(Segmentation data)
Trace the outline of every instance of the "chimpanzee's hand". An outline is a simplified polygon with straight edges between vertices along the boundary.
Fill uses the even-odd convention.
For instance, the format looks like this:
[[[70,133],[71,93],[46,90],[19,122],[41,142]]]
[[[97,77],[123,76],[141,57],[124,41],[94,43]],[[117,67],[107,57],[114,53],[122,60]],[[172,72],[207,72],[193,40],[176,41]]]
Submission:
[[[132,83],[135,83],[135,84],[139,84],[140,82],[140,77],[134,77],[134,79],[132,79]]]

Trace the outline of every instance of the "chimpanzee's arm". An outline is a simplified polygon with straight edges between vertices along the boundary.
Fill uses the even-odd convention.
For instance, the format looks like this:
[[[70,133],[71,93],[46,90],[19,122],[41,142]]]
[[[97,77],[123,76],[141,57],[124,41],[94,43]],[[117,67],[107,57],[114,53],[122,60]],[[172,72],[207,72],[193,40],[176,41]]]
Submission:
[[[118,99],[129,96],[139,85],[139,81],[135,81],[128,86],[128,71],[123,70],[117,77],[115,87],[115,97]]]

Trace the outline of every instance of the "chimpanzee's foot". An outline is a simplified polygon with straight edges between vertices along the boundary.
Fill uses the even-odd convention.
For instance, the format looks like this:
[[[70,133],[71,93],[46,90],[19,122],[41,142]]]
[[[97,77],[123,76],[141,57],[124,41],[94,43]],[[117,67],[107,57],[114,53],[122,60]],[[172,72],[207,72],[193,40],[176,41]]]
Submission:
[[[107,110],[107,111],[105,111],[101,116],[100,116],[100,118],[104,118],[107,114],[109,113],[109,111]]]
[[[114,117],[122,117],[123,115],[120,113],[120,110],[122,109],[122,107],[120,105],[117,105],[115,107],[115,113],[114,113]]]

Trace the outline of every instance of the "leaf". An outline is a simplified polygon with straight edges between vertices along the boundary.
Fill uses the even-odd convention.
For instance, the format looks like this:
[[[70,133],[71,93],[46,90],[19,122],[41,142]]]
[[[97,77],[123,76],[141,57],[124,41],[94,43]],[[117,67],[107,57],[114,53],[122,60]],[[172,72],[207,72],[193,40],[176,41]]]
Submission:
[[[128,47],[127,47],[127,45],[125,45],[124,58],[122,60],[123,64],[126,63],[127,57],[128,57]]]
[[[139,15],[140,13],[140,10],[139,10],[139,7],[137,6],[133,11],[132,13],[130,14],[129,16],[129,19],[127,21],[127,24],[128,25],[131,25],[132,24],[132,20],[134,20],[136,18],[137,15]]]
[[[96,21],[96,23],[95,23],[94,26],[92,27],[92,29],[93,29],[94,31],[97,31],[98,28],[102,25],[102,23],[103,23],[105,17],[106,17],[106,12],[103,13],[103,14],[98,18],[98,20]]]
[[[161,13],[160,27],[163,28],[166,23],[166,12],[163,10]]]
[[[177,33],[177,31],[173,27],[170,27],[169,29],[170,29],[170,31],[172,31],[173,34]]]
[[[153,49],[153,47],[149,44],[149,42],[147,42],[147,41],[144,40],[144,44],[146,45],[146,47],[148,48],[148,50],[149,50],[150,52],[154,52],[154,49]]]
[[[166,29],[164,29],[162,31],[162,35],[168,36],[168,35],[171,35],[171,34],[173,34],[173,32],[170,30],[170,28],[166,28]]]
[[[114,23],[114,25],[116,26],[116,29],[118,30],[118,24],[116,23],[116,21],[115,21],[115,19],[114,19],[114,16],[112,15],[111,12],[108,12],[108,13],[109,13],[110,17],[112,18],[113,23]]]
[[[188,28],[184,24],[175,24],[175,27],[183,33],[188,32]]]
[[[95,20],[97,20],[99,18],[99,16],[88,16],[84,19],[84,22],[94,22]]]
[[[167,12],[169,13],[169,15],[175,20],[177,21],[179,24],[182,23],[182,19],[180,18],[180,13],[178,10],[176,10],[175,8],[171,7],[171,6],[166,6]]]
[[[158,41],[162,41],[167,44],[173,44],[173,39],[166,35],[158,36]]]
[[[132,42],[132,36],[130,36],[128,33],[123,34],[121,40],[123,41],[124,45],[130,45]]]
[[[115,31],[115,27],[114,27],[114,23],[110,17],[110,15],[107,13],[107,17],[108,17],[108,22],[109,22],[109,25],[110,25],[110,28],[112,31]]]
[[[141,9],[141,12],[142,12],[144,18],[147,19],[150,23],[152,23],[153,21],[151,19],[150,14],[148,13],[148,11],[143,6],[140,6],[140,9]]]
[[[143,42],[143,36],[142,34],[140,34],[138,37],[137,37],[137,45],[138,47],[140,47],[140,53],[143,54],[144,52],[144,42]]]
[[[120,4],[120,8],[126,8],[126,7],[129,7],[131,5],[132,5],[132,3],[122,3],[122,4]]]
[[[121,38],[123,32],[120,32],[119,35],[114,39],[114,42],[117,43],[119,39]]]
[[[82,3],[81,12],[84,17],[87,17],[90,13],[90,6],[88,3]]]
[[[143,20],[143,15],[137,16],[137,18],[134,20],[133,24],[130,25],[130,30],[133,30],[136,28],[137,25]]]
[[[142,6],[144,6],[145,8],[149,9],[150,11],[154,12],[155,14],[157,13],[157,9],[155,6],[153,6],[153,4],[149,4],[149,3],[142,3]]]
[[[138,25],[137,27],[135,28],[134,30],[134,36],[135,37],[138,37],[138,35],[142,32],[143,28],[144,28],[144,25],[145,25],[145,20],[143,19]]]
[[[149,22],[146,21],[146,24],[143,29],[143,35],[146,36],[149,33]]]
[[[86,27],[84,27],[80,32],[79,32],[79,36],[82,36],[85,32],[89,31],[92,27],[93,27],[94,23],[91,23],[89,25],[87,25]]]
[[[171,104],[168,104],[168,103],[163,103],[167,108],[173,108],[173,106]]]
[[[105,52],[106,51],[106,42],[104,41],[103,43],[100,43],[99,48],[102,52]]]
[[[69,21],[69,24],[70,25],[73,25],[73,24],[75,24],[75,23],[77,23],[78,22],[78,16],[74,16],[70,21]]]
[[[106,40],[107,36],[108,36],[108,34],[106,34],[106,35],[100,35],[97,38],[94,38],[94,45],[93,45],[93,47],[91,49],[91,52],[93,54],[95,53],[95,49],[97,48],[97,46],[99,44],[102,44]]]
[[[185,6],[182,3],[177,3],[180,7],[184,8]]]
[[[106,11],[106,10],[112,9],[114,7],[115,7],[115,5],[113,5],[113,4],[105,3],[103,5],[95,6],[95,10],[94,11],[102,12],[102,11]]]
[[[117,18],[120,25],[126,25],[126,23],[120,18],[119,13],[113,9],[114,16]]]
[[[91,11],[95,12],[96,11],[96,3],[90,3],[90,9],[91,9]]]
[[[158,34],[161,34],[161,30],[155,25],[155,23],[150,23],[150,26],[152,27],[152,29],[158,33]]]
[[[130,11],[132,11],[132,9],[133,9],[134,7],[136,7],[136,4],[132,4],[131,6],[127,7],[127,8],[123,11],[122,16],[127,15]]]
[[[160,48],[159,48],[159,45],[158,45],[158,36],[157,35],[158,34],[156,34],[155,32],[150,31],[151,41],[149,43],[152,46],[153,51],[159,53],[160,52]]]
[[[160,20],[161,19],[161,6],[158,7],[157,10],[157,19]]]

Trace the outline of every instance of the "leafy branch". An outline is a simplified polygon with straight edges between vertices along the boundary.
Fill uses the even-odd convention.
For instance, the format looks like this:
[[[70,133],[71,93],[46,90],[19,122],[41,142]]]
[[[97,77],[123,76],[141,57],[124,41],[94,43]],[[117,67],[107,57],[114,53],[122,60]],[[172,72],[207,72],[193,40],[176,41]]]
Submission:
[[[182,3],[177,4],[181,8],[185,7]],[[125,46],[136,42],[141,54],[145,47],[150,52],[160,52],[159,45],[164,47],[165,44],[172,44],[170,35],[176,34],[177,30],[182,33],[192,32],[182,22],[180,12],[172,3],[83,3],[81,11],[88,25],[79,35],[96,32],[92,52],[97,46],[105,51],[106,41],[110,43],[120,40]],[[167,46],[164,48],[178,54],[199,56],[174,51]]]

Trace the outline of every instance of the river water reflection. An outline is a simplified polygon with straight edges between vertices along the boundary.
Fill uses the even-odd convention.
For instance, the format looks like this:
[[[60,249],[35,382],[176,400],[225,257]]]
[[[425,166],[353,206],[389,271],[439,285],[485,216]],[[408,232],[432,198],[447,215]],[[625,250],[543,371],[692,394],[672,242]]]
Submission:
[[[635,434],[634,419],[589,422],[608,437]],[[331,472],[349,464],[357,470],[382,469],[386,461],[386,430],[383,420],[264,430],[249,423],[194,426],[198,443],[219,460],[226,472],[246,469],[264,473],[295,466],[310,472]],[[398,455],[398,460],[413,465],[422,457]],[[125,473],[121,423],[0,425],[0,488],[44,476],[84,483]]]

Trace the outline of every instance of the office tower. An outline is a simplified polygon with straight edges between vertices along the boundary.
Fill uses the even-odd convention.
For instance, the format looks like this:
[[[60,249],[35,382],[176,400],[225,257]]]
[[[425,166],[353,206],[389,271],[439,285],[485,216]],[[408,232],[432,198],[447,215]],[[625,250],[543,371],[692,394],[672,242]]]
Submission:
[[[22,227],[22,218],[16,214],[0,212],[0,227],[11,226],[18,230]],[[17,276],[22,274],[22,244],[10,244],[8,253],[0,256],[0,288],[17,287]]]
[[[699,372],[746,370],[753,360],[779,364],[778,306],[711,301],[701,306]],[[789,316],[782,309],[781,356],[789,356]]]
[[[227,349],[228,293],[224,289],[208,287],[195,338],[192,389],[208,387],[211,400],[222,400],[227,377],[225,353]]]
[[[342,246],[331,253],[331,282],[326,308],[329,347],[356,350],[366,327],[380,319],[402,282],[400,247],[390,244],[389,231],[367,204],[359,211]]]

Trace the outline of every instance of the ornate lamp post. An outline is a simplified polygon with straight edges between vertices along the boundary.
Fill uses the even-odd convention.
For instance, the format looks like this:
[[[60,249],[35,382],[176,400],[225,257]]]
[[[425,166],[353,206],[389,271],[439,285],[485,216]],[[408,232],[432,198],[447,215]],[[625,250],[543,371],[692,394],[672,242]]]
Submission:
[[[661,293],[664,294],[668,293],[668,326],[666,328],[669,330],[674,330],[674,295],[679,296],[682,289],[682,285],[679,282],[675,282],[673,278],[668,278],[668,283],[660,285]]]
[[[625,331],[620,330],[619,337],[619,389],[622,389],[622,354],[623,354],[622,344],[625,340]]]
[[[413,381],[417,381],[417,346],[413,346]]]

INSTRUCTIONS TO FOLLOW —
In the listing above, find the line with "Trace the outline of every instance of the ornate" and set down that line and all after it exactly, through the final line.

WORKED SOLUTION —
Trace the outline of every instance of the ornate lamp post. An outline is a simplified polygon with straight edges between vertices along the boundary.
Fill uses the even-odd convention.
For instance, the format looks like this:
[[[60,249],[35,382],[176,400],[225,257]]]
[[[425,166],[353,206],[389,271],[439,285],[485,216]],[[408,232],[432,198],[447,215]],[[625,250],[543,371],[692,394],[672,242]]]
Submission:
[[[661,293],[664,294],[668,293],[668,326],[666,328],[669,330],[674,330],[674,295],[679,296],[682,289],[682,285],[679,282],[675,282],[673,278],[668,278],[668,283],[660,285]]]
[[[625,331],[620,330],[619,337],[619,389],[622,389],[622,354],[623,354],[622,344],[625,340]]]
[[[413,381],[417,381],[417,346],[413,346]]]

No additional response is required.